# Kutipan Teks
- - - -
Category Archives: Badan Pengelola Frekwensi Indonesia

Indonesia Perlu Bentuk Badan Pengelola Frekwensi

JAKARTA—Indonesia perlu membentuk badan pengelola frekuensi yang independen agar sumber daya alam terbatas dapat dioptimalkan untuk kemajuan masyarakat.
“Tidak bisa frekuensi hanya dikelola oleh Kementrian Komunikasi dan Informatika (kemenkominfo) dimana pejabat yang mengatur hanya setingkat dirjen atau eselon satu. Padahal, penggunaan frekuensi ini lintas departemen, sehingga dibutuhkan organisasi yang memiliki wewenang luas dan diisi sumber daya manusia yang kompeten,” tegas Direktur Center For Indonesian Telecommunication Regulation Study (CITRUS) Asmiati Rasyid di Jakarta, Kamis (4/8).
Menurutnya, jika frekuensi dikelola oleh badan independen seperti Badan Pertanahan Nasional (BPN) akan memudahkan untuk melakukan penataan ulang penggunaan yang selama ini dikuasai oleh pihak asing atau diperjual belikan sebagai aset, padahal dipinjamkan oleh negara.
 “Refarming (tata ulang) di penggunaan frekuensi harus segera dilakukan. Selain itu audit penggunaan frekuensi juga harus dilaksanakan agar tidak ada sumber daya alam yang diperjualbelikan,” katanya.
- - - -
# Daftar Item
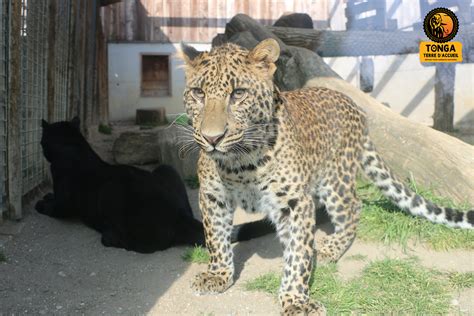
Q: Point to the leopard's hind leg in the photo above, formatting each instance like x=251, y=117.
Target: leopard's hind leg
x=337, y=193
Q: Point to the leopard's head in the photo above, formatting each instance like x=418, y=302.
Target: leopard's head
x=229, y=97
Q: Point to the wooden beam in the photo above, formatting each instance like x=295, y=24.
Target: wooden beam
x=443, y=117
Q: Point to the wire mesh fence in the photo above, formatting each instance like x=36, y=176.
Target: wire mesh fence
x=45, y=66
x=62, y=55
x=33, y=93
x=3, y=100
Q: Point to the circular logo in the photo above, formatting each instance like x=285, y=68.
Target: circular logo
x=441, y=25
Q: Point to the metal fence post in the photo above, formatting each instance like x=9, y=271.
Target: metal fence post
x=14, y=188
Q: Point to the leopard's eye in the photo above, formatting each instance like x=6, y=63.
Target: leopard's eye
x=197, y=93
x=238, y=94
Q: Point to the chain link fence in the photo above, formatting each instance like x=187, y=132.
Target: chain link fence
x=62, y=49
x=47, y=71
x=34, y=52
x=3, y=100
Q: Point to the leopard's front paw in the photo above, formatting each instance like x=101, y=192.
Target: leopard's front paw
x=309, y=308
x=210, y=283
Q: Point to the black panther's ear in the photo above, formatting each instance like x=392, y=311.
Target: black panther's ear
x=44, y=124
x=76, y=122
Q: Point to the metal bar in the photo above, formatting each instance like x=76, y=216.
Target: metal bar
x=14, y=190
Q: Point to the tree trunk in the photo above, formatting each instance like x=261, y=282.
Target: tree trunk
x=411, y=149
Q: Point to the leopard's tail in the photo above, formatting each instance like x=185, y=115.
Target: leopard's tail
x=378, y=172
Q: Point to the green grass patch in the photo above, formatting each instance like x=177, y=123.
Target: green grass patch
x=384, y=287
x=461, y=280
x=382, y=221
x=192, y=182
x=197, y=254
x=105, y=129
x=356, y=257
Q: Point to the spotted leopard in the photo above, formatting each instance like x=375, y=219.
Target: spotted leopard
x=283, y=154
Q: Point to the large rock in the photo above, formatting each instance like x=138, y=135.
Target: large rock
x=412, y=150
x=157, y=146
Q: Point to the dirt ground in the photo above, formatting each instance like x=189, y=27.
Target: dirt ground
x=60, y=267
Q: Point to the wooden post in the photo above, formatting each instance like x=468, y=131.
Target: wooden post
x=443, y=117
x=51, y=59
x=14, y=191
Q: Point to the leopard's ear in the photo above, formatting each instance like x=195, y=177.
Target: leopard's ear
x=267, y=52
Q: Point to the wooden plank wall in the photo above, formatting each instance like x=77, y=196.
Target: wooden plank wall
x=165, y=21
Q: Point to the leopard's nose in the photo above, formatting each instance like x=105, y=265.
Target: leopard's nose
x=214, y=140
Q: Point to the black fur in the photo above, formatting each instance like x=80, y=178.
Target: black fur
x=132, y=208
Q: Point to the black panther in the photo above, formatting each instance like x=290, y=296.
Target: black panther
x=132, y=208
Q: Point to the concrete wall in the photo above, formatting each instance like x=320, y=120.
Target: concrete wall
x=400, y=81
x=124, y=79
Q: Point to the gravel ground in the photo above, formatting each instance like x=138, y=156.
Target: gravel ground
x=60, y=268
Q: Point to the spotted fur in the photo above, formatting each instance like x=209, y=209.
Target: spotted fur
x=281, y=153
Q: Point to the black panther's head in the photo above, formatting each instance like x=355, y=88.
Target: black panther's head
x=62, y=140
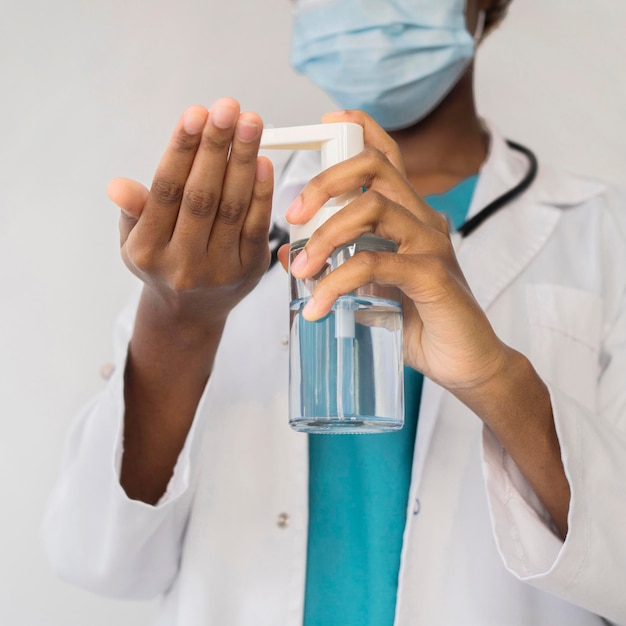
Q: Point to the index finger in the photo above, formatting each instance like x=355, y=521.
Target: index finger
x=374, y=135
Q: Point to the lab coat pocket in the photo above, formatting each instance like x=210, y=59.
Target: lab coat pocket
x=565, y=338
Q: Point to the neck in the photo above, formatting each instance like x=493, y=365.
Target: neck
x=448, y=145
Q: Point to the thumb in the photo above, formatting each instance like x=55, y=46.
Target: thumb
x=130, y=196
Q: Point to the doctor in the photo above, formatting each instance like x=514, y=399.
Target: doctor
x=507, y=506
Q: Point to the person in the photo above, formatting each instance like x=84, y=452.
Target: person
x=502, y=499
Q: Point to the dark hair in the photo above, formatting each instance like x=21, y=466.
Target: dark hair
x=495, y=14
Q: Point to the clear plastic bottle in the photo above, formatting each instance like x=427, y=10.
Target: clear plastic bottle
x=345, y=370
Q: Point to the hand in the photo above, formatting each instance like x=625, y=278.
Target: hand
x=446, y=334
x=199, y=238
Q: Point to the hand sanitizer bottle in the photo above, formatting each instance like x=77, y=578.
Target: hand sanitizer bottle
x=345, y=370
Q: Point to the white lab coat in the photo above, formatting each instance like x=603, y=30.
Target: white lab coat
x=227, y=542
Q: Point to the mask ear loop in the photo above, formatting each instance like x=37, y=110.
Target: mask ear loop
x=480, y=27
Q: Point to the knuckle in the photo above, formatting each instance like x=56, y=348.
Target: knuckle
x=185, y=144
x=230, y=212
x=263, y=195
x=368, y=261
x=245, y=158
x=215, y=143
x=143, y=257
x=200, y=204
x=166, y=191
x=256, y=235
x=182, y=280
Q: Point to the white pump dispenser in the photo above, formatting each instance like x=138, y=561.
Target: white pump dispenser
x=336, y=143
x=345, y=370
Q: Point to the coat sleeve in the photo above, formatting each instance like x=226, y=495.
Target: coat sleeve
x=95, y=536
x=587, y=568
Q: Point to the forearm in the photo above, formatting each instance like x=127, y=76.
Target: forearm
x=169, y=362
x=516, y=406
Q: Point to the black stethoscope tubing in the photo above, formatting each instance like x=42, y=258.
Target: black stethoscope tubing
x=278, y=236
x=485, y=213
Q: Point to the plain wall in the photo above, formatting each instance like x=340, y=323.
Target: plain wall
x=91, y=90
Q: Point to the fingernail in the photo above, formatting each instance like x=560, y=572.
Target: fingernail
x=222, y=115
x=247, y=131
x=309, y=308
x=193, y=120
x=294, y=209
x=263, y=170
x=299, y=263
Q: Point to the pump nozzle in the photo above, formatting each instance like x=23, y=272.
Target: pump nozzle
x=336, y=142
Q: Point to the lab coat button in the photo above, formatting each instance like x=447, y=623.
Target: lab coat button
x=417, y=506
x=282, y=521
x=106, y=371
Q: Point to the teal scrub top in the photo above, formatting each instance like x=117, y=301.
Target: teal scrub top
x=358, y=495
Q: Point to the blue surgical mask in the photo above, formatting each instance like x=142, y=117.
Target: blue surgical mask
x=394, y=59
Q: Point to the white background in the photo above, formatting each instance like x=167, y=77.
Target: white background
x=91, y=90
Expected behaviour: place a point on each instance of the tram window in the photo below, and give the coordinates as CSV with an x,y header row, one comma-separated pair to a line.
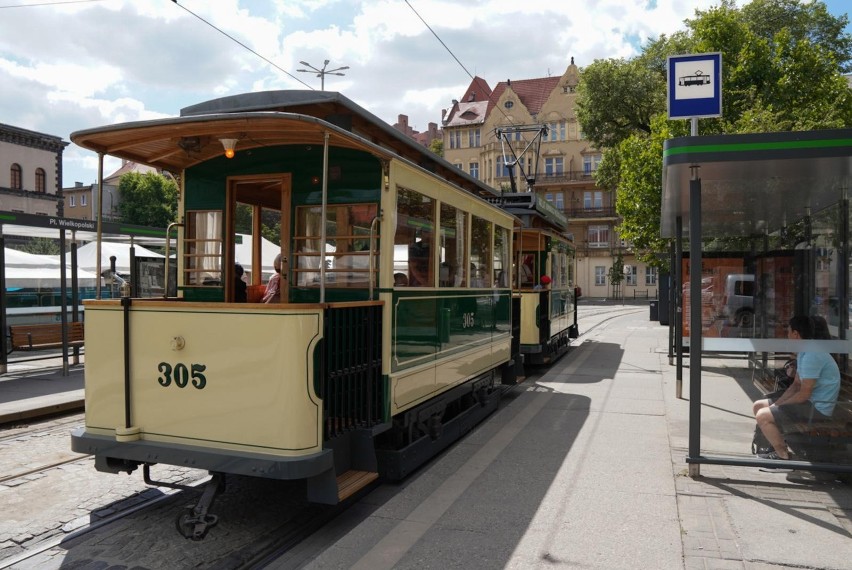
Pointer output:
x,y
347,245
480,253
203,251
452,272
502,256
413,240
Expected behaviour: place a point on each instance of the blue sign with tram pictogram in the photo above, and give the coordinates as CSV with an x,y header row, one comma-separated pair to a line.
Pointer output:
x,y
695,85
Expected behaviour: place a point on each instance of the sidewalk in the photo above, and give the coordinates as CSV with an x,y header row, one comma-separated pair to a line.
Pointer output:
x,y
34,388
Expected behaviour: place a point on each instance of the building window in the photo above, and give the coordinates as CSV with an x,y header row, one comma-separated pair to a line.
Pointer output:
x,y
651,276
40,185
17,183
599,236
455,139
591,163
554,166
473,138
592,200
474,170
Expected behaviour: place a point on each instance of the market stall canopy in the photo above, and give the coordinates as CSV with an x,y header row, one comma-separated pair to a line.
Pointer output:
x,y
268,251
87,256
755,184
17,258
29,277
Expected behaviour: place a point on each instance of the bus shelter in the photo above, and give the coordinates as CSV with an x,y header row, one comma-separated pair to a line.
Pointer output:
x,y
53,283
765,220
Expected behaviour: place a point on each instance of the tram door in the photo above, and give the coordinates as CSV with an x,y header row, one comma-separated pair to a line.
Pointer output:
x,y
258,205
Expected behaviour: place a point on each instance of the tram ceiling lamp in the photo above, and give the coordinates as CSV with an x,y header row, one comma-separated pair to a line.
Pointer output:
x,y
229,145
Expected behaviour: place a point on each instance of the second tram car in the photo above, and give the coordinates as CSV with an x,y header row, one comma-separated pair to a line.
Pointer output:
x,y
392,329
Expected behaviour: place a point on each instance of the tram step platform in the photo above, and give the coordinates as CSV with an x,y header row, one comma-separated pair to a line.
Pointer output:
x,y
353,481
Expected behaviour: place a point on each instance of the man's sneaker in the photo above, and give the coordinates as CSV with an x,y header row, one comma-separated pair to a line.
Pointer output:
x,y
774,455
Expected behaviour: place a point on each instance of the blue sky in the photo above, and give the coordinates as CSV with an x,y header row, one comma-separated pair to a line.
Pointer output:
x,y
71,66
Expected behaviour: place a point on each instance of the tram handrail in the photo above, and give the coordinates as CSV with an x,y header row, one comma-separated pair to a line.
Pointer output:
x,y
372,263
168,247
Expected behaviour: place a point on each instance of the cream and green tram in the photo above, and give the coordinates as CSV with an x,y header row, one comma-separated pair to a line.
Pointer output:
x,y
390,333
545,296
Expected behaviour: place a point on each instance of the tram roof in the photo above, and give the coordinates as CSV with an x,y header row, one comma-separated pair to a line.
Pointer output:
x,y
755,183
267,118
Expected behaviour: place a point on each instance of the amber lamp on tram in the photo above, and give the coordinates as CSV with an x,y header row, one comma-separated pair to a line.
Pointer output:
x,y
229,145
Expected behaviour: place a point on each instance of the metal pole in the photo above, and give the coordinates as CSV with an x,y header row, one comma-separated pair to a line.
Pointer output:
x,y
100,211
323,214
679,305
4,360
694,321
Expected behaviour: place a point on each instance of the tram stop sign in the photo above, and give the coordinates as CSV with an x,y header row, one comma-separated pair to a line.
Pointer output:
x,y
695,85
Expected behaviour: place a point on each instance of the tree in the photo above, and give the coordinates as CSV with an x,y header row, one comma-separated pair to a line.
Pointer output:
x,y
783,62
148,199
41,246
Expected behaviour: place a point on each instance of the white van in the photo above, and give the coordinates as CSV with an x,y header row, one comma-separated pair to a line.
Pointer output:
x,y
738,303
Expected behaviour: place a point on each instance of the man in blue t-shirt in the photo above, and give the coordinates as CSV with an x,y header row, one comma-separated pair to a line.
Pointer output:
x,y
810,398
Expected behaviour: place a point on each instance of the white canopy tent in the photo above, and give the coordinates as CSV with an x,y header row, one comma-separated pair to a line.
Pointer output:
x,y
268,251
29,271
87,256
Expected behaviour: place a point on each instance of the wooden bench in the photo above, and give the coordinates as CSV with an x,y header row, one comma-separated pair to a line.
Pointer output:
x,y
825,441
40,337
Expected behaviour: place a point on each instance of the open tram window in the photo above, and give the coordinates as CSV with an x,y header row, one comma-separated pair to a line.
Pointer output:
x,y
502,256
413,259
347,245
453,271
203,249
480,253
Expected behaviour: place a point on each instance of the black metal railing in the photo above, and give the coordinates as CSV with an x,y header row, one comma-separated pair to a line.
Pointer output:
x,y
351,384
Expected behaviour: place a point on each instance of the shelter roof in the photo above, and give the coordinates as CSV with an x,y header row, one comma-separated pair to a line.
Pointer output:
x,y
755,183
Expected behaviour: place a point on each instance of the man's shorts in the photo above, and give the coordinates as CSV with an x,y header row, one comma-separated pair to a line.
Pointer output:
x,y
787,414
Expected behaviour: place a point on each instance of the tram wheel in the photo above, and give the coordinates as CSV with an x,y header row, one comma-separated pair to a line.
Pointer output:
x,y
186,522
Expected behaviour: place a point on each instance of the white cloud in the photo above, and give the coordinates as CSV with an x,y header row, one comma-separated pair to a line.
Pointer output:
x,y
73,66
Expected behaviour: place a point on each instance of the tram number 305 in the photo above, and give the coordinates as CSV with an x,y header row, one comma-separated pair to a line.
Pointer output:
x,y
182,375
467,320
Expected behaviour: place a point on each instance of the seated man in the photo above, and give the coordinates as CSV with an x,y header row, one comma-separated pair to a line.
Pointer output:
x,y
811,396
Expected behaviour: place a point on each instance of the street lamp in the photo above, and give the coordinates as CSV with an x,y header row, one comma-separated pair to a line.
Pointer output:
x,y
321,73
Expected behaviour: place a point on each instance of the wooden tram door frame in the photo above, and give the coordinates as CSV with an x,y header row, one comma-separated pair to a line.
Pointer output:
x,y
269,191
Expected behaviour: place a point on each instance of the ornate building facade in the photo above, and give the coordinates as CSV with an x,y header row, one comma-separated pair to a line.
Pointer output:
x,y
563,168
30,171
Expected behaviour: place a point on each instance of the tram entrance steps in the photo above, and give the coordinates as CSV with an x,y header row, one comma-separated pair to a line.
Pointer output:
x,y
353,481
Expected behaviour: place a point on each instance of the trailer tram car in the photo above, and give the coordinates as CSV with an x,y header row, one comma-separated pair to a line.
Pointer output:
x,y
392,333
545,311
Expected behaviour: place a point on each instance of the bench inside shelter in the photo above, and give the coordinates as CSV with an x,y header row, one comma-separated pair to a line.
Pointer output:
x,y
44,336
818,440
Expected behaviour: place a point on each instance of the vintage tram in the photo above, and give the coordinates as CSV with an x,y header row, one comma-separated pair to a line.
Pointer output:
x,y
394,325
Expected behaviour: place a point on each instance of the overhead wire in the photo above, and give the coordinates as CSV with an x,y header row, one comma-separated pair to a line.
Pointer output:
x,y
235,40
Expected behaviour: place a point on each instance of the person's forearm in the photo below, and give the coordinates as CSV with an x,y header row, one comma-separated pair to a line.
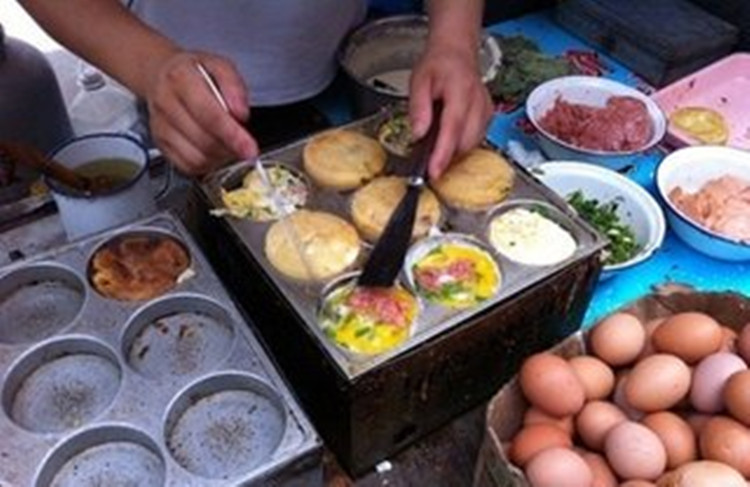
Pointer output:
x,y
107,35
456,23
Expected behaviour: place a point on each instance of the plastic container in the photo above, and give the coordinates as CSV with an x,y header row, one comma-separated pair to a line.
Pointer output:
x,y
660,41
101,105
723,86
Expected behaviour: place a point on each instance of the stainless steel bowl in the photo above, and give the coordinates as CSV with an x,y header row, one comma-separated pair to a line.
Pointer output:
x,y
378,57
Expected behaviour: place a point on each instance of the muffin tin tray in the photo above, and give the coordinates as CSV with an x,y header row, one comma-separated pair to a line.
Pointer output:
x,y
305,297
175,390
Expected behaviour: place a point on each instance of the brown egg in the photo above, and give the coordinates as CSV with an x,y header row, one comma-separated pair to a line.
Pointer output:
x,y
691,336
736,396
696,421
709,377
618,339
728,340
558,467
595,375
537,416
595,420
648,346
743,343
676,435
657,382
704,473
602,475
534,439
728,441
622,402
550,384
635,452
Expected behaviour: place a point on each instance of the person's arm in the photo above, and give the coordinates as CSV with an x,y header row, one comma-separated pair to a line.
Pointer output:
x,y
189,126
449,71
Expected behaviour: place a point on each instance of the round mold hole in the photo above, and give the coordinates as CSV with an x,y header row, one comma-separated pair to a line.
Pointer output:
x,y
110,455
61,385
38,301
177,336
138,265
225,425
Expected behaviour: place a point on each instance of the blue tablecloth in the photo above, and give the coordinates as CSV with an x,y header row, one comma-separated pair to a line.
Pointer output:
x,y
674,262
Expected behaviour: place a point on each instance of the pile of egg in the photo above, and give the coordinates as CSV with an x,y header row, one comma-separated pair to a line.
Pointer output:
x,y
664,403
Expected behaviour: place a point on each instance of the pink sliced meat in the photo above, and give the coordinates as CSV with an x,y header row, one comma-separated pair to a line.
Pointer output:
x,y
433,278
622,125
721,205
381,304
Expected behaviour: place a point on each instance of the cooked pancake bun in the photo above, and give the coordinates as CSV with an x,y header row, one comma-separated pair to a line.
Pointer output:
x,y
343,159
138,267
373,204
311,245
477,180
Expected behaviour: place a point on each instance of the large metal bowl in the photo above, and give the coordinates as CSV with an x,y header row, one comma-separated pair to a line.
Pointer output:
x,y
593,91
392,45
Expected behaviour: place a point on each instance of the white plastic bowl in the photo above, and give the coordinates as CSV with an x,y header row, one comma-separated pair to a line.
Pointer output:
- - - -
# Instruksi Tugas
Tuliskan kembali tanpa perubahan bagian kutipan teks tentang badan pengelola frekuensi, mulai dari "JAKARTA—Indonesia perlu membentuk" sampai "untuk kemajuan masyarakat.".

# Contoh Penyelesaian
JAKARTA—Indonesia perlu membentuk badan pengelola frekuensi yang independen agar sumber daya alam terbatas dapat dioptimalkan untuk kemajuan masyarakat.